_Problem statement_
What you return must be every line below that includes the word "white".
----- Dataset -----
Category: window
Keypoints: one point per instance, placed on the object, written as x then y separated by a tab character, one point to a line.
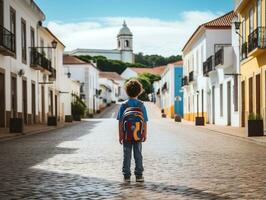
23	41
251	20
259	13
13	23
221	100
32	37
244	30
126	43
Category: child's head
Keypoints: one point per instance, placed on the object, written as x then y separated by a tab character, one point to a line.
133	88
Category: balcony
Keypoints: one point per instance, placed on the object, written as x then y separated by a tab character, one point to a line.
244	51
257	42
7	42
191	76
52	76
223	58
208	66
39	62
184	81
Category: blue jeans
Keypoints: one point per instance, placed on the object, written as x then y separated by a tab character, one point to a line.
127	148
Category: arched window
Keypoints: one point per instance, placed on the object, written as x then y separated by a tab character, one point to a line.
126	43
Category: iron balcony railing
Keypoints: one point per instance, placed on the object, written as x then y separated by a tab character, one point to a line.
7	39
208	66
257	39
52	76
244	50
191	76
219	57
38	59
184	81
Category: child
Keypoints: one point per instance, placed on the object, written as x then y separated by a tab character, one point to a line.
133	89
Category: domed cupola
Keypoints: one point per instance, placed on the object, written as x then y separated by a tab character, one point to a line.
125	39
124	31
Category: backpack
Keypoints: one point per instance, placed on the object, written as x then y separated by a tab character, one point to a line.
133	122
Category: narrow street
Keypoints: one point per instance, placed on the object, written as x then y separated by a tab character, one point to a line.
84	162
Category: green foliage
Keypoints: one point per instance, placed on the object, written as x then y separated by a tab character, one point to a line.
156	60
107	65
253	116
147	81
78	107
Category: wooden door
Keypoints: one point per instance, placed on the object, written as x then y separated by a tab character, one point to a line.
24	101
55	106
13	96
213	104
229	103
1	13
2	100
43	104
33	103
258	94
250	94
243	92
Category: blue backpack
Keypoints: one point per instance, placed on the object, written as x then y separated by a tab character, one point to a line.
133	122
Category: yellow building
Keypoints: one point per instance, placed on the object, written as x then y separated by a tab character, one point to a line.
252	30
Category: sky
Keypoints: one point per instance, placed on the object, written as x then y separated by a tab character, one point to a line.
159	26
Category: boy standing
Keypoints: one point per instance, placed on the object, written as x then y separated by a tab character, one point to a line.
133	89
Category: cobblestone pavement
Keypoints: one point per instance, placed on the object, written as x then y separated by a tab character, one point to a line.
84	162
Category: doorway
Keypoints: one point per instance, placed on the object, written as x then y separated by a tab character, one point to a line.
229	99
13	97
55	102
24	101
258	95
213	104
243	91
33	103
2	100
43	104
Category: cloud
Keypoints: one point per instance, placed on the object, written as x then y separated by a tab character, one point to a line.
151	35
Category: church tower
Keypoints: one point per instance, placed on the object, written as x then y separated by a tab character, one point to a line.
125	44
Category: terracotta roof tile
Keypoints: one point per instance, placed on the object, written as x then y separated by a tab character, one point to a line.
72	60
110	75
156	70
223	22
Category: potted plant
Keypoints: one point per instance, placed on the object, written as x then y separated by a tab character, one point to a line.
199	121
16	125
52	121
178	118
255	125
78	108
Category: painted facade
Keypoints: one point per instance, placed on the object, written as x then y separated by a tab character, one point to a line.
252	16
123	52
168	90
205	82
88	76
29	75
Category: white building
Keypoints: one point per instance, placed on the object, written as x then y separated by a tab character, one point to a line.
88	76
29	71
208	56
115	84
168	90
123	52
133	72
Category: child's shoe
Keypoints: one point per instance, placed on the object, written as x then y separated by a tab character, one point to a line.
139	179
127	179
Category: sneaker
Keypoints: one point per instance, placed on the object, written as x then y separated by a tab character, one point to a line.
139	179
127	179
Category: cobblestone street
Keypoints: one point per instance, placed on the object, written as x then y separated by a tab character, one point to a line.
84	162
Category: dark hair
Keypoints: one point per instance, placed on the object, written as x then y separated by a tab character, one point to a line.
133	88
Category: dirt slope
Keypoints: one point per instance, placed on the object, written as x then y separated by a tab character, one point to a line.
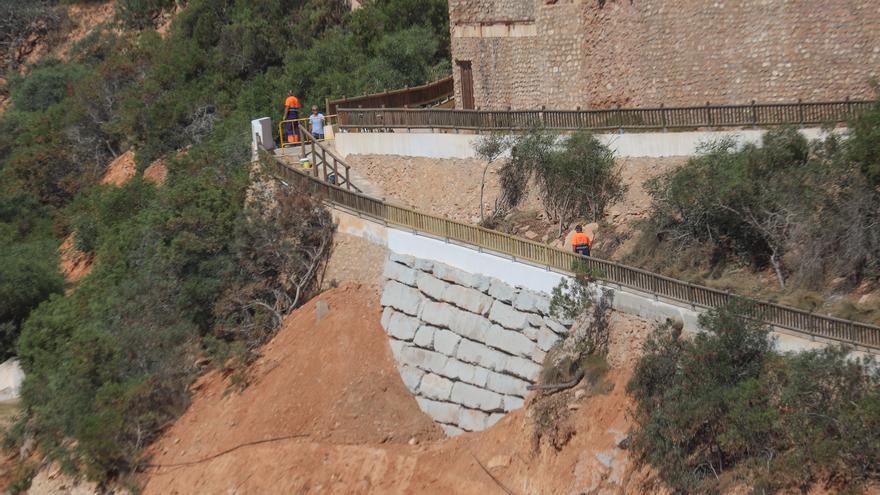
-----
----- Dataset -----
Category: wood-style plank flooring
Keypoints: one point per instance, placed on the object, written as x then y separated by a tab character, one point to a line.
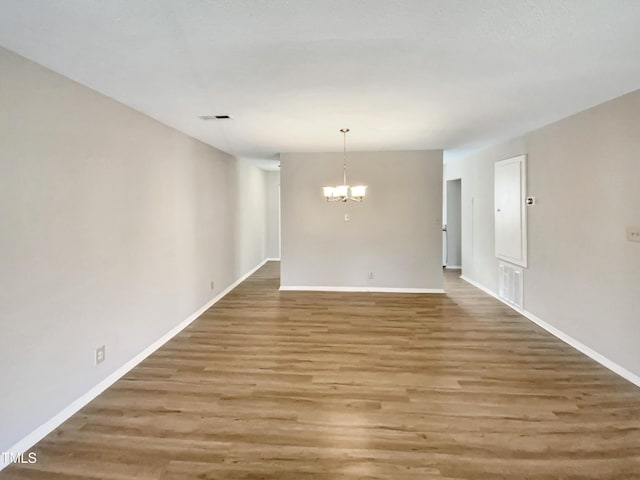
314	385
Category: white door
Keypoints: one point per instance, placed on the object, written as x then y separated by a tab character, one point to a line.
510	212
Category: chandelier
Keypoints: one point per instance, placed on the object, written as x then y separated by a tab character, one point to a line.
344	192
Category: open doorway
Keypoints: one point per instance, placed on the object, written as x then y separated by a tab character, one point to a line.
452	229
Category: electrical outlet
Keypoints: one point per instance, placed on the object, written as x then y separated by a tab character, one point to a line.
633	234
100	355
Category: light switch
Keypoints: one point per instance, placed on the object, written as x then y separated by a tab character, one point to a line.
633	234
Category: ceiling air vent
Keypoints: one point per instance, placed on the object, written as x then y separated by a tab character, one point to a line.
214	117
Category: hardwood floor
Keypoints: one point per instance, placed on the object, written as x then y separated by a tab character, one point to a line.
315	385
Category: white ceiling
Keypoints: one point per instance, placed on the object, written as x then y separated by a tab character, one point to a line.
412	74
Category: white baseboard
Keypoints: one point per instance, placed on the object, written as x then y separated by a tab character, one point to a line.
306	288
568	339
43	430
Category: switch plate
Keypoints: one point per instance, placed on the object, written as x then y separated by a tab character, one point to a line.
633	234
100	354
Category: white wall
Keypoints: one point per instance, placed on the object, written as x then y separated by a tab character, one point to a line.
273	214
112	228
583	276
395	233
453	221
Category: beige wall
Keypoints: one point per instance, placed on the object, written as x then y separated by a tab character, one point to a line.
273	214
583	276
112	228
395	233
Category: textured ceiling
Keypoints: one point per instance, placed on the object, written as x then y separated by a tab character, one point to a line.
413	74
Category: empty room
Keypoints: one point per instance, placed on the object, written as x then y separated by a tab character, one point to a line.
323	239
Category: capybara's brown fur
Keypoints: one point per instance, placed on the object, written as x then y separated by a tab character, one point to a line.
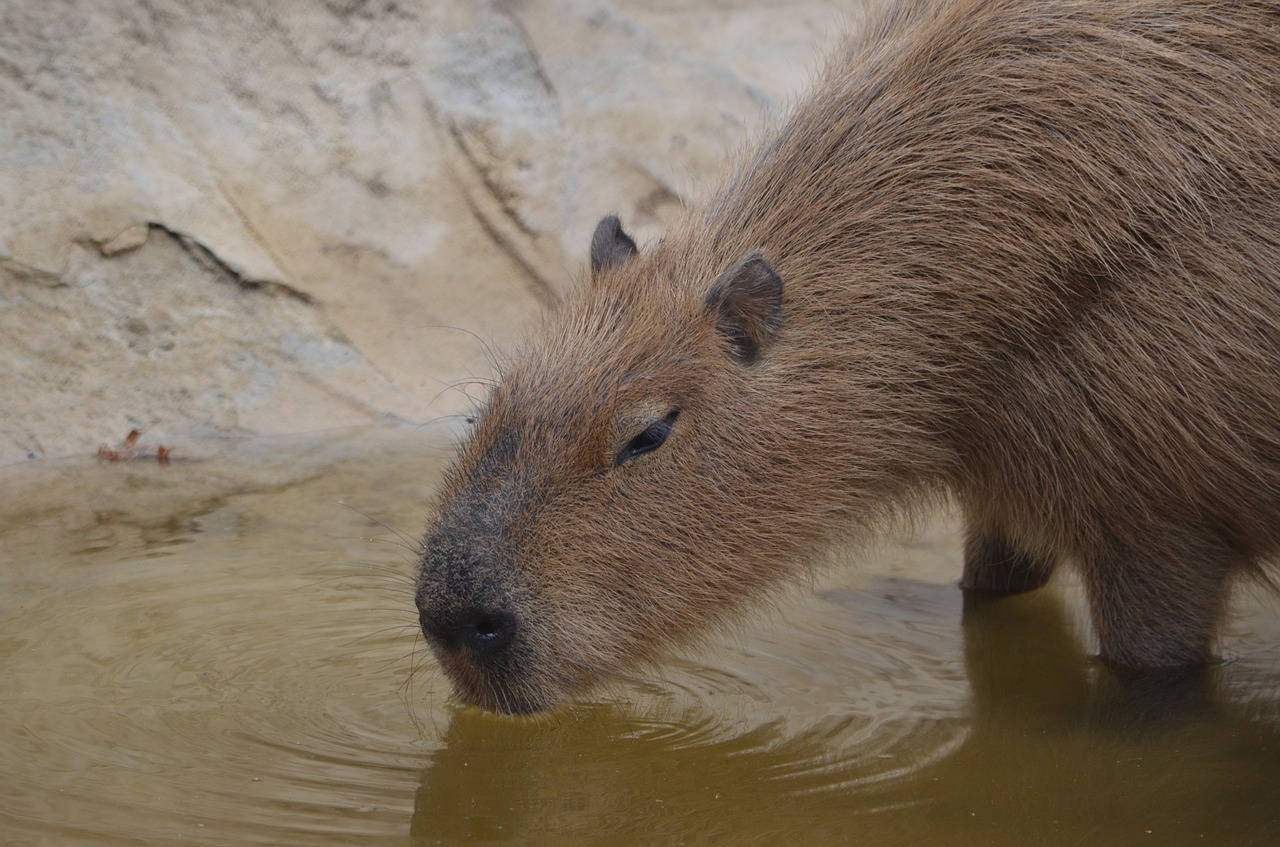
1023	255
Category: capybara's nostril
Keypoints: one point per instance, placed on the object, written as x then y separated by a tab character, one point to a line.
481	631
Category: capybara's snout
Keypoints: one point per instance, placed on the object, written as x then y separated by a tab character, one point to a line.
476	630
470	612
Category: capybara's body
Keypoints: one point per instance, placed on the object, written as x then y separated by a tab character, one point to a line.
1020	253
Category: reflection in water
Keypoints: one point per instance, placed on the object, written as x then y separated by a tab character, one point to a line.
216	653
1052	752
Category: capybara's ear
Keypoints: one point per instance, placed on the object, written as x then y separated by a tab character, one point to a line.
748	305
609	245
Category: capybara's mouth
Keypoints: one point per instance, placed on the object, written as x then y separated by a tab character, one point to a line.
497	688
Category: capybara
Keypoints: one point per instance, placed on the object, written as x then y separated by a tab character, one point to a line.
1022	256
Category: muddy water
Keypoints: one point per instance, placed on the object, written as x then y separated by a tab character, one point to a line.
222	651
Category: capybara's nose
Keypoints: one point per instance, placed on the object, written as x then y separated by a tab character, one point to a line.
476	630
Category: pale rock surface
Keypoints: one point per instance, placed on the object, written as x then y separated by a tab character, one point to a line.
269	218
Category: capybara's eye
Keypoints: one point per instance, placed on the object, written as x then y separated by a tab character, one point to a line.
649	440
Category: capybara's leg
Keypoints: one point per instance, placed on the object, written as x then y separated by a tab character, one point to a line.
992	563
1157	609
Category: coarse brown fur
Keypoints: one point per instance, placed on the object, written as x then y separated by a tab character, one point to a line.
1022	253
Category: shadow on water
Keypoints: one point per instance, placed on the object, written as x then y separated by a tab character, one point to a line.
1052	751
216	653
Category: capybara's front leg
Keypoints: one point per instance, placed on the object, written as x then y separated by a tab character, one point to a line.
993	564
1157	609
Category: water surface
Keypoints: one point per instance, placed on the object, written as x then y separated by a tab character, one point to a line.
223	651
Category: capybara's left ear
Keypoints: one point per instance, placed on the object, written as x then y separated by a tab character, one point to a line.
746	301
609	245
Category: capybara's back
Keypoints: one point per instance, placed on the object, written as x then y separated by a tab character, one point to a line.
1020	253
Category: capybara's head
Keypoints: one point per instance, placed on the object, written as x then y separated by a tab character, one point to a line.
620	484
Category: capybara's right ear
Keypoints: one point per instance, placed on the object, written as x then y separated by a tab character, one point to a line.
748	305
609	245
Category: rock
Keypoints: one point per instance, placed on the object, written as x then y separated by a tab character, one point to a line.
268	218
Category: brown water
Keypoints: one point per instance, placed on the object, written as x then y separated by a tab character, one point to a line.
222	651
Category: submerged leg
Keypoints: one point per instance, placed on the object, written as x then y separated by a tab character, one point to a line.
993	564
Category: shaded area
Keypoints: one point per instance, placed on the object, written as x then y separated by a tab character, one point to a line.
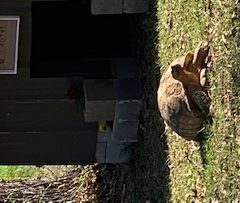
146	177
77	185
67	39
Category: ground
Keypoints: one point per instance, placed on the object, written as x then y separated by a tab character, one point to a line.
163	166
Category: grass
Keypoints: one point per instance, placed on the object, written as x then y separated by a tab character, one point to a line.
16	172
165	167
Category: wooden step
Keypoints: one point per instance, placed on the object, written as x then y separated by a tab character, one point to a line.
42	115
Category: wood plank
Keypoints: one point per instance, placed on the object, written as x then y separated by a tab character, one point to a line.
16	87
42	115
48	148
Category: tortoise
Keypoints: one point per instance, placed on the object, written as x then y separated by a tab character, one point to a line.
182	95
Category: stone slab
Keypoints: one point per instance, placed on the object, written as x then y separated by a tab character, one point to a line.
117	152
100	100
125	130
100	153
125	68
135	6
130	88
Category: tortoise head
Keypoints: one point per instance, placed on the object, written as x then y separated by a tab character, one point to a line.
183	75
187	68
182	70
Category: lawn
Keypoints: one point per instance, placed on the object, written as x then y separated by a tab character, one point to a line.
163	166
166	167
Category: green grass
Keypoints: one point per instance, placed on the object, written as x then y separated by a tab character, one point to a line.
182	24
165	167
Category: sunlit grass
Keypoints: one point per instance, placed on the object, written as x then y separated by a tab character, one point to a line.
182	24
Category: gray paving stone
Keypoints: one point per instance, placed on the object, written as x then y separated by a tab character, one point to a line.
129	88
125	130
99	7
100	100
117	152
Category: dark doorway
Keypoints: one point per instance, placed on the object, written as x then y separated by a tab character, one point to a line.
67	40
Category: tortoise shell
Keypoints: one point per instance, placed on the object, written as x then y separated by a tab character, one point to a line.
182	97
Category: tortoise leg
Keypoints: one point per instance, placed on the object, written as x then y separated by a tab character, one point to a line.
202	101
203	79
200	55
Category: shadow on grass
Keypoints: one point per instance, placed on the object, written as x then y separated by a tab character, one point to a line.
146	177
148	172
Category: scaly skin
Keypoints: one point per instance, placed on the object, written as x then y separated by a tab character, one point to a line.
-----
----- Dataset -----
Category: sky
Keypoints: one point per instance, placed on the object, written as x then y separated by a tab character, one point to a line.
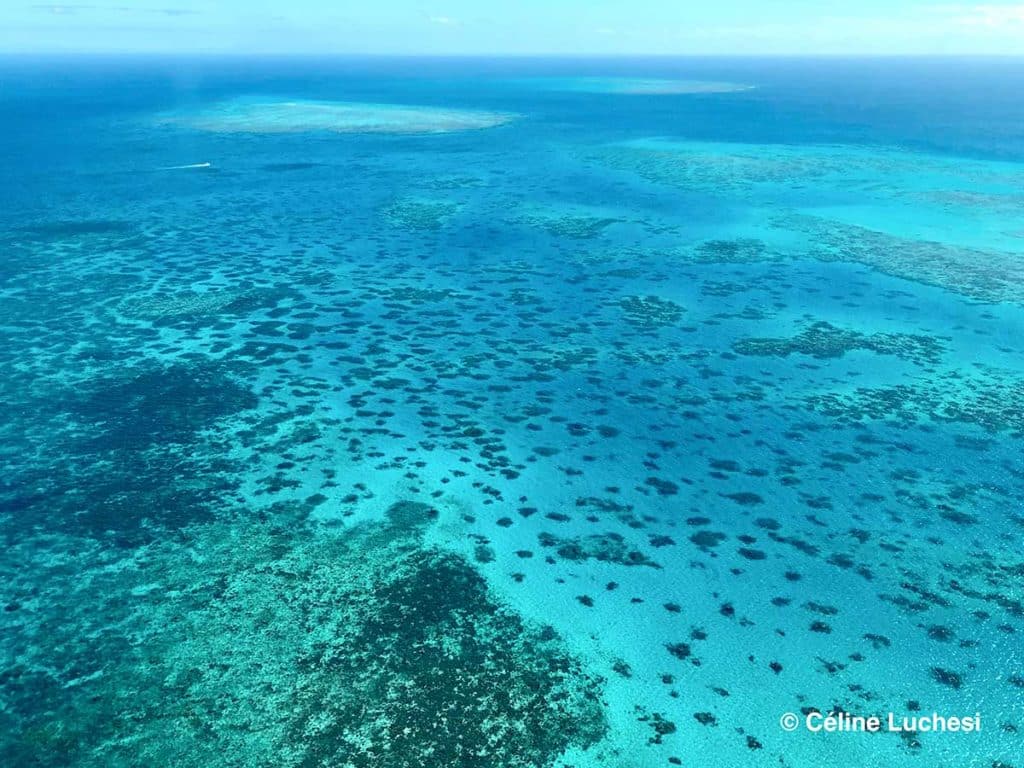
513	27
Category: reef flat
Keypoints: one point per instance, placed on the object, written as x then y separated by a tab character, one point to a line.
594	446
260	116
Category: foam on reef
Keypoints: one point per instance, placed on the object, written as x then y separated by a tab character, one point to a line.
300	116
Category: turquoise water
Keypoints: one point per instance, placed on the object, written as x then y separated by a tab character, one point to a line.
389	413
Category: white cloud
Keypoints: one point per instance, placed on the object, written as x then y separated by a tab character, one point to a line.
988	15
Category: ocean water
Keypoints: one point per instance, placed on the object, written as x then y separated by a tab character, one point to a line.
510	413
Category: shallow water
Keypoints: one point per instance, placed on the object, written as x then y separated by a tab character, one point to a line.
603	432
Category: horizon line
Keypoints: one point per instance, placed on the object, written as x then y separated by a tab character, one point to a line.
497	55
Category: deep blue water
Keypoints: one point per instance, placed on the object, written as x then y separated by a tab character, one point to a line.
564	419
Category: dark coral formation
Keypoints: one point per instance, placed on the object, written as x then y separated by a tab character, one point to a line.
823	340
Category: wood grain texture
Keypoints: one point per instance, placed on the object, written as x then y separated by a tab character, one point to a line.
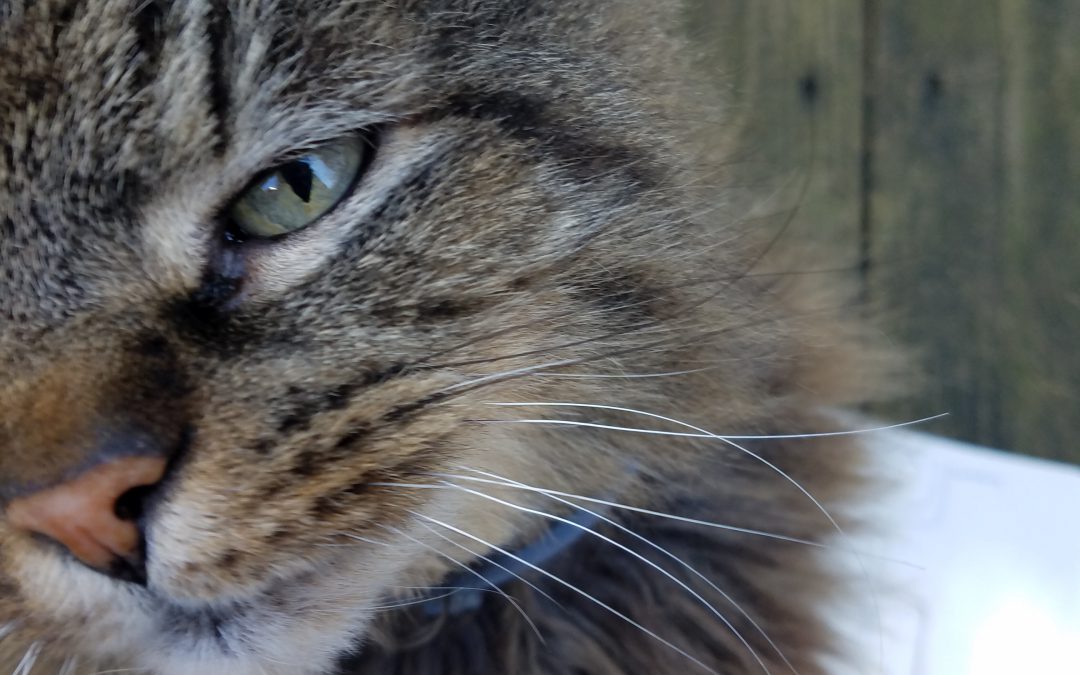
-----
_Result for this exercise_
Category: white building
Category: white door
Category: white ceiling
Category: white baseboard
Category: white wall
Category: white cloud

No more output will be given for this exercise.